### [Exercise description]
Which of the lines below contain the string "agent", matching case exactly? Show each such line in full.

### [Given data]

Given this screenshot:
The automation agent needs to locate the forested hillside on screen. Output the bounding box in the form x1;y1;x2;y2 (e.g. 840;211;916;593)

---

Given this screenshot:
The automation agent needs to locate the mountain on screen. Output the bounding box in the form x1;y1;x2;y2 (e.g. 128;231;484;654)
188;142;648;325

==

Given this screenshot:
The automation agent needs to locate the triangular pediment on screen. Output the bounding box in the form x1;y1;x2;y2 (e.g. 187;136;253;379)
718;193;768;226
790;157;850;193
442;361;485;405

### [Output below]
The automation agent needs to locate the forested hillside on screen. Output the bounding box in the form x1;y1;x2;y2 (e.g. 840;211;916;593)
The automation agent needs to locate the mountain on screen. Output the bounding box in the form x1;y1;x2;y2 (e.g. 128;231;484;654)
The automation agent needs to locate the triangular pediment on screen. Output the bounding box in the form x1;y1;x2;y2 (e.g. 187;136;253;379)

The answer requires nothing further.